**Your goal**
Collect every line of the entries below that contains the word "large", and copy each of those lines in full.

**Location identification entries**

....................

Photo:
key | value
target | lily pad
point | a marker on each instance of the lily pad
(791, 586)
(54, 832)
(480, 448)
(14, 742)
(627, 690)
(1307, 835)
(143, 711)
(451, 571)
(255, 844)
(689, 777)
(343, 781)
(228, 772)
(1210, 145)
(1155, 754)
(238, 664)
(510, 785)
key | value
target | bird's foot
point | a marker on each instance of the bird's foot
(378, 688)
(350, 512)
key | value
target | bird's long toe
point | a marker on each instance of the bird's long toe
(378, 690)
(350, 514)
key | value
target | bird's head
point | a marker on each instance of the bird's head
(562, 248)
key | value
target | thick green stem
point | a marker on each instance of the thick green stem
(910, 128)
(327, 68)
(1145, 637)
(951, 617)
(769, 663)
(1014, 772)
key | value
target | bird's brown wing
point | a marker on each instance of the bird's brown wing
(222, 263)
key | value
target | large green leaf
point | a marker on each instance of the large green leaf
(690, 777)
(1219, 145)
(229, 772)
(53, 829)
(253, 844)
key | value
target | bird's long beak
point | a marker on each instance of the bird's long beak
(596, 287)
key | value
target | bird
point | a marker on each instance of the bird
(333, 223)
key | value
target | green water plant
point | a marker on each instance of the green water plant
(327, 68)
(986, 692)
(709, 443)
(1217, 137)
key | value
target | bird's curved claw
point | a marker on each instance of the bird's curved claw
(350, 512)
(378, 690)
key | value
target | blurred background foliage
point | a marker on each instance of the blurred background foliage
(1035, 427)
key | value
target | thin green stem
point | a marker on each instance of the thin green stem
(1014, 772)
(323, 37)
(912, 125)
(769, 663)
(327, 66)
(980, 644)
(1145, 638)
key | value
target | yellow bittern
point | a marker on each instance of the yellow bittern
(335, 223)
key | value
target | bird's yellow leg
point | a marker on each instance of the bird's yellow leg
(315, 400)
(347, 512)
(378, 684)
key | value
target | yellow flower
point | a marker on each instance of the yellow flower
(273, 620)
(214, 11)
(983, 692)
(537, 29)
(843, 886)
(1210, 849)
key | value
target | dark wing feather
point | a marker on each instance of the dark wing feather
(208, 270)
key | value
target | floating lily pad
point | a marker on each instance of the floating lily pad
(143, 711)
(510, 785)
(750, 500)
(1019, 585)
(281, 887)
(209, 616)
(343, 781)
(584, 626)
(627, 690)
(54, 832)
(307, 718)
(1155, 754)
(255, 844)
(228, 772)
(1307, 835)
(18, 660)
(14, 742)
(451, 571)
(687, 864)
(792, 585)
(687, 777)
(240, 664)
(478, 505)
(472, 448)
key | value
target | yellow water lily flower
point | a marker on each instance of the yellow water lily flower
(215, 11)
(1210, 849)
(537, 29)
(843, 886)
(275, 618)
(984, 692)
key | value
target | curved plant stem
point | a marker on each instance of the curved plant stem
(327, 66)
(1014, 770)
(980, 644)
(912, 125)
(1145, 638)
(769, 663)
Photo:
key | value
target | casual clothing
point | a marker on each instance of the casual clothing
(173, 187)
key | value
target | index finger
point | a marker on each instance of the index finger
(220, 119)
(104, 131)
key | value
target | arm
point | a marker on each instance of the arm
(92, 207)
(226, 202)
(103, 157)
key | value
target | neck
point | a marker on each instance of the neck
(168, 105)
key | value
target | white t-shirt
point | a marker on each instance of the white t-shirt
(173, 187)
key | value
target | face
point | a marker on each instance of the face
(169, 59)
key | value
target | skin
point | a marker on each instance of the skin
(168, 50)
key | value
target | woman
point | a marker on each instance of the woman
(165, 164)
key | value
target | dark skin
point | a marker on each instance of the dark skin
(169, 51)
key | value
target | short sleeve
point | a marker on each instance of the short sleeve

....................

**Exercise result**
target | large green leaf
point | a marker on each instance of the large green leaf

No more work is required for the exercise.